* GOAL OF THE EXERCISE:
Could you copy out the material below word for word, leaving out the pictures?
══ LISTED RECORDS
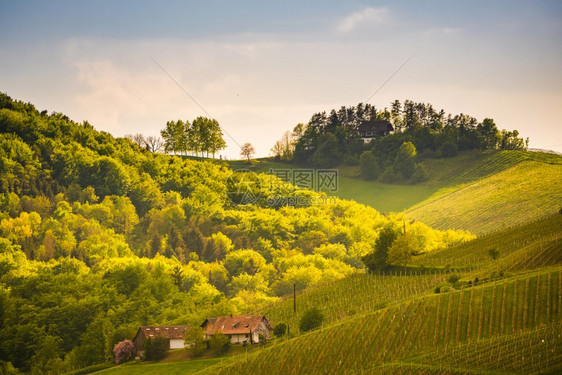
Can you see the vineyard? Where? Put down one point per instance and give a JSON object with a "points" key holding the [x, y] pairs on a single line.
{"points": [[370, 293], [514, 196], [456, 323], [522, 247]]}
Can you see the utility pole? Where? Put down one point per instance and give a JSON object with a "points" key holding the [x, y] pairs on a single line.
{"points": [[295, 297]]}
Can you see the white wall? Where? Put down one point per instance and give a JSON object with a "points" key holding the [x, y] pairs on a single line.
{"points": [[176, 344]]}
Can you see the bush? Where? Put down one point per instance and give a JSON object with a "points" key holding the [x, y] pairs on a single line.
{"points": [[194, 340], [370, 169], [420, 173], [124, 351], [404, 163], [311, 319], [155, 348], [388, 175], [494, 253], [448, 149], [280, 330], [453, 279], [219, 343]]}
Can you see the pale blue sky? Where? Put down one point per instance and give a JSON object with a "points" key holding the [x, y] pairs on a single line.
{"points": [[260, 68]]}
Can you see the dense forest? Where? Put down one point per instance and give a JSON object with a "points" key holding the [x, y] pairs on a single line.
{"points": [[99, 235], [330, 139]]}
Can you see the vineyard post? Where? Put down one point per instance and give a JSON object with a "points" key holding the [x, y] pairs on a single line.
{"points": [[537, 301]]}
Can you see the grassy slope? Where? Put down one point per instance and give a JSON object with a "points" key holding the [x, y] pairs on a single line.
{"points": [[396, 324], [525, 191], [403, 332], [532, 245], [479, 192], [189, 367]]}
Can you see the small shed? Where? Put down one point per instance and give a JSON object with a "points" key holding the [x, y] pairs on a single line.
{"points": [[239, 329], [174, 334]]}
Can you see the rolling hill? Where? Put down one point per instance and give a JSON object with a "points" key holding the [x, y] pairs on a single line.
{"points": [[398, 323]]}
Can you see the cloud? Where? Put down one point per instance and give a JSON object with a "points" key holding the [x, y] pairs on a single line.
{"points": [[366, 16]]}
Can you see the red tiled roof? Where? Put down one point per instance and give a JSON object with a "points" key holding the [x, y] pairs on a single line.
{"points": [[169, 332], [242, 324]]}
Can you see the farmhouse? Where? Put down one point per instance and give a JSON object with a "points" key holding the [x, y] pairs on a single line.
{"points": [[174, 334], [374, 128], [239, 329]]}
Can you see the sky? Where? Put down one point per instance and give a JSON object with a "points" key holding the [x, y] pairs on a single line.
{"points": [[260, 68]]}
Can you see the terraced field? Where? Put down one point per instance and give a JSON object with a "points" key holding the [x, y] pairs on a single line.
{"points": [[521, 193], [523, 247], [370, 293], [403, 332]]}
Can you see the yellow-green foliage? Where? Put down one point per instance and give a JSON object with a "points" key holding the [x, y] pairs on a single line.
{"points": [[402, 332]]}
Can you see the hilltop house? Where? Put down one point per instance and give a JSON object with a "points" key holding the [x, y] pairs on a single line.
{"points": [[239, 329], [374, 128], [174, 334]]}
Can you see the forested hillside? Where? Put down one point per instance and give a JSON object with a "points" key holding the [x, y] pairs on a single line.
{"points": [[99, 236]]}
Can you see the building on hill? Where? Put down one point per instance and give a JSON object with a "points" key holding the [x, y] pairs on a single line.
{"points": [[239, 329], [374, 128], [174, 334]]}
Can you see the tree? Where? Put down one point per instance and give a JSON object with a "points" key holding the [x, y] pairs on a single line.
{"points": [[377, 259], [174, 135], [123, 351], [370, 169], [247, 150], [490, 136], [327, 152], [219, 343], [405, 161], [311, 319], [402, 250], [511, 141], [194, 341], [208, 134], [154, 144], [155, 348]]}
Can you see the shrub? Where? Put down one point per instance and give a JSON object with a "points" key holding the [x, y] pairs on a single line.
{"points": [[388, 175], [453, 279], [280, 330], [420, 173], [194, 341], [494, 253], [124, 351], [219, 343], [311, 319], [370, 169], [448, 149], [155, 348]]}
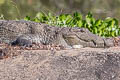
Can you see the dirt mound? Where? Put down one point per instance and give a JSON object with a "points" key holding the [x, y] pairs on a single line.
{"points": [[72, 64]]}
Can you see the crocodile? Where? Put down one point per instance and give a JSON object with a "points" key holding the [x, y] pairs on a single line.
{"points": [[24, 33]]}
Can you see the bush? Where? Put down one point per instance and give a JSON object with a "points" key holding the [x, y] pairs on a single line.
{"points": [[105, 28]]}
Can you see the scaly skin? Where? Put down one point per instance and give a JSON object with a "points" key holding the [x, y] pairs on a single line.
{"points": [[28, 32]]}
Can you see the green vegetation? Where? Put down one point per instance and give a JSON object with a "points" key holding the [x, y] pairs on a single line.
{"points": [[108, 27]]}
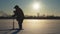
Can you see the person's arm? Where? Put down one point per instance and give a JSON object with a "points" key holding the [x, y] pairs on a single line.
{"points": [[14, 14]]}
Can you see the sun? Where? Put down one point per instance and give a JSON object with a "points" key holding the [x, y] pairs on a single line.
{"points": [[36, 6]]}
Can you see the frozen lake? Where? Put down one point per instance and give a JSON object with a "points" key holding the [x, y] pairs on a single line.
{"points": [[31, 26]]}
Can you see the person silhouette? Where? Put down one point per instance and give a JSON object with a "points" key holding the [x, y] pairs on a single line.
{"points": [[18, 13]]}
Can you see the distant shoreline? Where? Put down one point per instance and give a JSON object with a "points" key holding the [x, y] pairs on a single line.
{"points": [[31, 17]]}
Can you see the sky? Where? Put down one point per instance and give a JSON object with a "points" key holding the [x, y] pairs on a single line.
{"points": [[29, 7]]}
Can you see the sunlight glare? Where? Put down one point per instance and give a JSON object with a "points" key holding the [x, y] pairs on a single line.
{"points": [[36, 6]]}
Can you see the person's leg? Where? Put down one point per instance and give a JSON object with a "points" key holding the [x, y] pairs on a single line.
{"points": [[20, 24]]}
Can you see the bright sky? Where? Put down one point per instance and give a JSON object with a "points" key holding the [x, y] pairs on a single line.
════
* THE RESPONSE:
Can you see the vineyard? Where? Put down one point per instance and give a JSON object with a "points" key holding the [x, y] pairs on a single line.
{"points": [[370, 293], [514, 196], [456, 323], [522, 247]]}
Can you see the utility pole? Where? Put down one point per instance and give a JSON object with a "points" key holding the [x, y] pairs on a single line.
{"points": [[295, 297]]}
Can you see the white wall? Where? Put down one point per instance and give a JSON object with a "points" key holding the [x, y] pairs on a single line.
{"points": [[176, 344]]}
Can you see the bush? Where? Put down one point per instance and give a JSON object with a "points" key holding the [x, y] pairs on a single line.
{"points": [[194, 340], [370, 169], [420, 173], [124, 351], [404, 163], [311, 319], [155, 348], [388, 175], [494, 253], [448, 149], [280, 330], [453, 279], [219, 343]]}
Can you see the pale blue sky? Where? Put down one point per instance and give a JSON object with a "points" key holding the [x, y] pairs on a single line.
{"points": [[260, 68]]}
Can you see the dense forest? Where? Put down one point per instance and give a JSON object with a "points" key holding the [x, y] pairs on a single line.
{"points": [[99, 235], [330, 139]]}
Can you see the vineyard post? Where? Put down one point per instance and give a JSON object with a "points" key holding the [x, y] pairs on a single line.
{"points": [[537, 301]]}
Can you see the grassy slope? Where? Put down one point per instance and give a JSON object with a "points" key holding the [x, y] pairs on a single line.
{"points": [[396, 324], [525, 191], [403, 332], [532, 245], [479, 192], [189, 367]]}
Can you see the small shed? Where? Put down one point per instance and give a JSON object with a "points" key holding the [x, y] pairs on a single line.
{"points": [[239, 329], [174, 334]]}
Can you see the rolling hill? Where? Put down one point per instance and give a JSON object with a "points" key holding the [x, y] pairs on a single line.
{"points": [[398, 323]]}
Can you see the cloud? Where? Put down one point per instance and give a JSON object with a "points" key holding the [x, y] pairs on a single line.
{"points": [[366, 16]]}
Can you see the red tiled roof? Where? Put down one point per instance and give a JSON object with a "points" key holding the [x, y] pairs on a single line.
{"points": [[169, 332], [242, 324]]}
Can you see the farmhouse? Where? Put down one point per instance and give a JSON object with a "points" key holding the [x, y] pairs on a single line.
{"points": [[174, 334], [374, 128], [239, 329]]}
Can you see the sky? Where? Put down one point per instance and give a JSON object with a "points" key holding the [x, y] pairs on a single line.
{"points": [[260, 68]]}
Can you see the terraced field? Where? Put down one point per instance and give a JSON object with a "points" key holding the [x, y] pairs on a single line.
{"points": [[521, 193], [523, 247], [370, 293], [403, 332]]}
Can you see the yellow-green foliage? Where? Put down one point per instance and give a JSON object with a "points" key holding the [x, y] pairs on a single line.
{"points": [[402, 332]]}
Can you see the hilltop house? Where? Put down one point per instance and give a JSON object with a "points" key holding the [x, y] pairs on a single line.
{"points": [[239, 329], [374, 128], [174, 334]]}
Can you see the forested hillside? Where? Put down one point per instance and give a JSON object with a "points" key holding the [x, y] pairs on a single line.
{"points": [[99, 236]]}
Can you see the building on hill? Where? Put down one point per instance and give a JSON object with a "points" key holding the [x, y] pairs on a single line.
{"points": [[239, 329], [374, 128], [174, 334]]}
Can you see the tree? Where? Put down one point per instance and give a JSON object with a "points" key holding the [x, y] pairs on a single line.
{"points": [[377, 259], [174, 135], [123, 351], [370, 169], [247, 150], [490, 136], [327, 152], [219, 343], [405, 161], [311, 319], [402, 250], [511, 141], [194, 341], [208, 134], [154, 144], [155, 348]]}
Can you see the shrub? Where? Put down one point per instance and give a JSON object with a "points" key holding the [x, y] pairs on a single line.
{"points": [[388, 175], [453, 279], [280, 330], [420, 173], [194, 341], [494, 253], [124, 351], [219, 343], [311, 319], [370, 169], [448, 149], [155, 348]]}
Can you see the dirt mound? Where? Put down one point per instance and give a JSON object with a "points" key holding the [x, y] pairs on a single line.
{"points": [[72, 64]]}
Can you see the crocodile? Where? Put down one point per instance and give a JSON object with a "points" key holding the [x, y] pairs on a single line.
{"points": [[24, 33]]}
Can you see the bush? Where? Put down one point per instance and give a JSON object with a "points" key holding the [x, y] pairs on a single line.
{"points": [[105, 28]]}
Can you see the scaly skin? Where? Put down one point per instance and give a JSON object with a "points" key holding the [x, y] pairs on a single line.
{"points": [[28, 32]]}
Can you see the green vegetation? Where? Put down one point per instance and give a JSON object with a "points" key holding the [x, y] pairs on a single line.
{"points": [[108, 27]]}
Can you see the person's arm? Where? Put down one point per instance and give a JSON object with a "points" key holding the [x, y] pairs on a single line.
{"points": [[14, 14]]}
Can you see the sun? Where? Put down one point per instance and give a JSON object with a "points" key holding the [x, y] pairs on a single line.
{"points": [[36, 6]]}
Can you see the frozen lake? Where? Put down one point per instance and give a JSON object with a "points" key holding the [x, y] pairs on a single line.
{"points": [[31, 26]]}
Can you see the person silhouette? Where? Put down one point per instance and give a JSON object with a "points" key holding the [x, y] pairs on a single line.
{"points": [[18, 13]]}
Can you see the distant shoreline? Where? Put down one point per instance and give a JSON object with a "points" key holding the [x, y] pairs on a single line.
{"points": [[31, 17]]}
Can you see the sky? Where? Put down one point per instance and give a JSON object with a "points" key holding the [x, y] pairs on a single line.
{"points": [[29, 7]]}
Can you see the sunlight glare? Where? Put down one point per instance and give a JSON object with a "points" key holding the [x, y] pairs on a single line.
{"points": [[36, 6]]}
Can you see the person's leg? Where? Put down one point per instance and give a JSON object with a "points" key holding the [x, y] pairs on a single line.
{"points": [[20, 24]]}
Can you see the bright sky? Where? Put down one point per instance and give a JSON object with a "points" key holding the [x, y] pairs on a single line.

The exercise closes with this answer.